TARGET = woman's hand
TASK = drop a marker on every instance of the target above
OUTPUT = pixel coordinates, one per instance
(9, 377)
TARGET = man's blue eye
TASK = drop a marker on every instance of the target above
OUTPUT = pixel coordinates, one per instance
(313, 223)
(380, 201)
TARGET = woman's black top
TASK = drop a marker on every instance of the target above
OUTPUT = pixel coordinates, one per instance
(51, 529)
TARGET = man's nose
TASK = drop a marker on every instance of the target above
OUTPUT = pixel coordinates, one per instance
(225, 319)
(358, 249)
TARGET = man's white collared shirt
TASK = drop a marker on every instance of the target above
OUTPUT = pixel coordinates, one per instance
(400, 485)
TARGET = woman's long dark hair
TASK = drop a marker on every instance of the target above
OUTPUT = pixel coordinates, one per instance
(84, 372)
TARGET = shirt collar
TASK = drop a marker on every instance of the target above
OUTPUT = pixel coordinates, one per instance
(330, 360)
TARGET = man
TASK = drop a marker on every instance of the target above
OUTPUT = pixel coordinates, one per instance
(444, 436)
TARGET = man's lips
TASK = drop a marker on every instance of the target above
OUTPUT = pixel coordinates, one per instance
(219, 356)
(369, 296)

§

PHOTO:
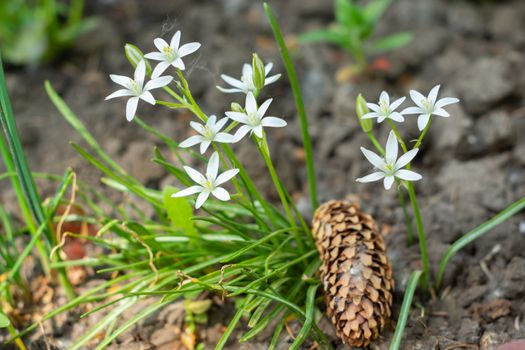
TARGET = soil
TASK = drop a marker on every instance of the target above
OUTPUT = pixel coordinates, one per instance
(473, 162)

§

## PROMPT
Tally how many lines of the records contain the string "woman". Reply with the number alone.

## CORRECT OUTPUT
3